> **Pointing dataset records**
____________________
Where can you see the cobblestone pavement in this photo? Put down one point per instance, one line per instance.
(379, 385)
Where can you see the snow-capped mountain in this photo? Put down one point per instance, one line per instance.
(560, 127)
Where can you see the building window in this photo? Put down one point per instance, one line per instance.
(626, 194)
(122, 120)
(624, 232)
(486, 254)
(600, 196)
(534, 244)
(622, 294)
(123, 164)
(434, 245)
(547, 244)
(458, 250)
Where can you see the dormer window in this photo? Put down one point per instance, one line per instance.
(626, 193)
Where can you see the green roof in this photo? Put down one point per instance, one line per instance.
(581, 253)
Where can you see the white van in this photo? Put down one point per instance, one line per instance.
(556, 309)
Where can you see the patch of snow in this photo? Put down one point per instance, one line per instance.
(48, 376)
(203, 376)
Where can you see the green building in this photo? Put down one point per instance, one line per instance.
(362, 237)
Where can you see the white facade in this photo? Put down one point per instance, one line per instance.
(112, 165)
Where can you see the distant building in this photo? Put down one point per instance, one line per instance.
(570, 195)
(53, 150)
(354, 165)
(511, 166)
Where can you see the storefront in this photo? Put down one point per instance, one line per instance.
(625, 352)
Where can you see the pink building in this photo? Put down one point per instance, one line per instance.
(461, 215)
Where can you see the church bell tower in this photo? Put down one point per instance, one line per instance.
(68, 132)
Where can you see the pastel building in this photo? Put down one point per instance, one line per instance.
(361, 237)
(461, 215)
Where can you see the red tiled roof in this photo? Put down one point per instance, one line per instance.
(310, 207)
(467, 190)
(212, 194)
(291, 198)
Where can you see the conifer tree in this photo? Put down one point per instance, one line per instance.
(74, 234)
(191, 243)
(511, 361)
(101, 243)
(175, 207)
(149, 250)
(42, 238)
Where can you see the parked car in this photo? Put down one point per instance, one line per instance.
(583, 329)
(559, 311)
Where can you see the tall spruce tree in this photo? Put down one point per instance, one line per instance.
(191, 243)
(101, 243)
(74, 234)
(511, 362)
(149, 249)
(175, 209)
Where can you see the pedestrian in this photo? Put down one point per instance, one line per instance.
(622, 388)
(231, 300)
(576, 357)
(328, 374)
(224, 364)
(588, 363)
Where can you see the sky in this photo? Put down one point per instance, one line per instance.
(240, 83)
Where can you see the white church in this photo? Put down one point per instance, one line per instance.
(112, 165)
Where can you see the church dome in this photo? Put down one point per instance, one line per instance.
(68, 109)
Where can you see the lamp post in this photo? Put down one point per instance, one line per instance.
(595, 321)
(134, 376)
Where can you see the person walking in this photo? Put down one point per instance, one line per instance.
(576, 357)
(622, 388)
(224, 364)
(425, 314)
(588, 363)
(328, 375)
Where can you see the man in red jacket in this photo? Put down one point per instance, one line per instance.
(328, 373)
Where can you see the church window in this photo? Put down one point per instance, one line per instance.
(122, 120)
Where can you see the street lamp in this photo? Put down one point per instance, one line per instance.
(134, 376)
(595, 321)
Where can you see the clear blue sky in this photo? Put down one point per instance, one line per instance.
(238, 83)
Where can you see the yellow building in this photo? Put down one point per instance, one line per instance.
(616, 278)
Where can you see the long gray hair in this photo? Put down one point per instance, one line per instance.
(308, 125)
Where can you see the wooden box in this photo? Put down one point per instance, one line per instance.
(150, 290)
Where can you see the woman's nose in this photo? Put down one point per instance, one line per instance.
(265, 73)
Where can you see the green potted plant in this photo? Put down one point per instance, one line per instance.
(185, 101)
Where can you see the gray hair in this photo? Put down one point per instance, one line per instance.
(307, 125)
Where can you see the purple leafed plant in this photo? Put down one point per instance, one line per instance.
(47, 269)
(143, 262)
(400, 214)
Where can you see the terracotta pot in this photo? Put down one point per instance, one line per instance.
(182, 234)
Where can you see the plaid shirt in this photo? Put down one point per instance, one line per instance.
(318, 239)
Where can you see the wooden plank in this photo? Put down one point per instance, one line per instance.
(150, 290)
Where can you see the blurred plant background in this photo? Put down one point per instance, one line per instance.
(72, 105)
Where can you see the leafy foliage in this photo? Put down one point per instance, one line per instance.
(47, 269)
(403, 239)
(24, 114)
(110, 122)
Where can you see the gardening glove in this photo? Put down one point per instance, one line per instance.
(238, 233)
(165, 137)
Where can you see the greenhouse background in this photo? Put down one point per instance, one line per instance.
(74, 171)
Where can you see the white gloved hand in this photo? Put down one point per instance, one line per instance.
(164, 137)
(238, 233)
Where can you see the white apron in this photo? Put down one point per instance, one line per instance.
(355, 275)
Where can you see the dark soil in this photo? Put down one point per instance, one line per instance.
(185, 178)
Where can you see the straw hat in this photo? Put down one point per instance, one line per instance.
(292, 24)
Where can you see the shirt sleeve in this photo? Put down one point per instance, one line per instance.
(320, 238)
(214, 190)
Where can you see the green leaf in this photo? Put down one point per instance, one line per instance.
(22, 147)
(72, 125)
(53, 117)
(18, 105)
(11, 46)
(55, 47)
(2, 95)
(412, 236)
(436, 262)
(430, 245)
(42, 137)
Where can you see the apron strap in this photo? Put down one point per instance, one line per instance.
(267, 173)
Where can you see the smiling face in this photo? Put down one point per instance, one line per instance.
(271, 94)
____________________
> **GOAL**
Begin with the line that contains "Where can you see the wooden plank" and continue through the end of the records. Output those lines as a JSON list of strings, one string per line, and omit any blank lines.

> **TASK OUTPUT**
[
  "Where can you see the wooden plank in this photo? Put down one point per instance, one line per instance.",
  "(150, 290)",
  "Where can you see the blurred plant background in this photo? Put down one point per instance, one line per instance.",
  "(72, 105)",
  "Where can you see the leafy foliage in this photo? Put down one point per instance, one line per instance.",
  "(47, 269)",
  "(403, 239)",
  "(24, 114)",
  "(110, 122)",
  "Where can you see the gardening glove in this photo? Put down one point per instance, one line per instance.",
  "(238, 233)",
  "(165, 137)",
  "Where can you see the greenhouse background in this photo? Put down one point per instance, one line per instance.",
  "(74, 171)",
  "Where can you see the white gloved hand in this photo? Put down one point per instance, one line per instance.",
  "(164, 137)",
  "(238, 233)",
  "Where can you see the white apron in this photo? Put down one point per instance, one line per instance.",
  "(355, 275)",
  "Where can you see the dark soil in this photo? Put down one point per instance, one line per instance.",
  "(185, 178)",
  "Where can you see the straw hat in this photo? Put down one point per instance, one line per instance.",
  "(292, 24)",
  "Where can you see the shirt sleeve in this photo? Put down one point per instance, one line per instance.",
  "(320, 238)",
  "(214, 190)",
  "Where can you see the green leaf in this photo? Put down one point per instance, one line per instance.",
  "(22, 147)",
  "(72, 125)",
  "(53, 117)",
  "(18, 105)",
  "(11, 46)",
  "(55, 47)",
  "(2, 95)",
  "(412, 236)",
  "(436, 262)",
  "(430, 245)",
  "(42, 137)",
  "Where can you see the apron strap in this photo? Put down one point per instance, one line per instance.",
  "(267, 173)",
  "Where can you see the smiling face in this photo? Put down one point per instance, one line per instance.",
  "(271, 94)"
]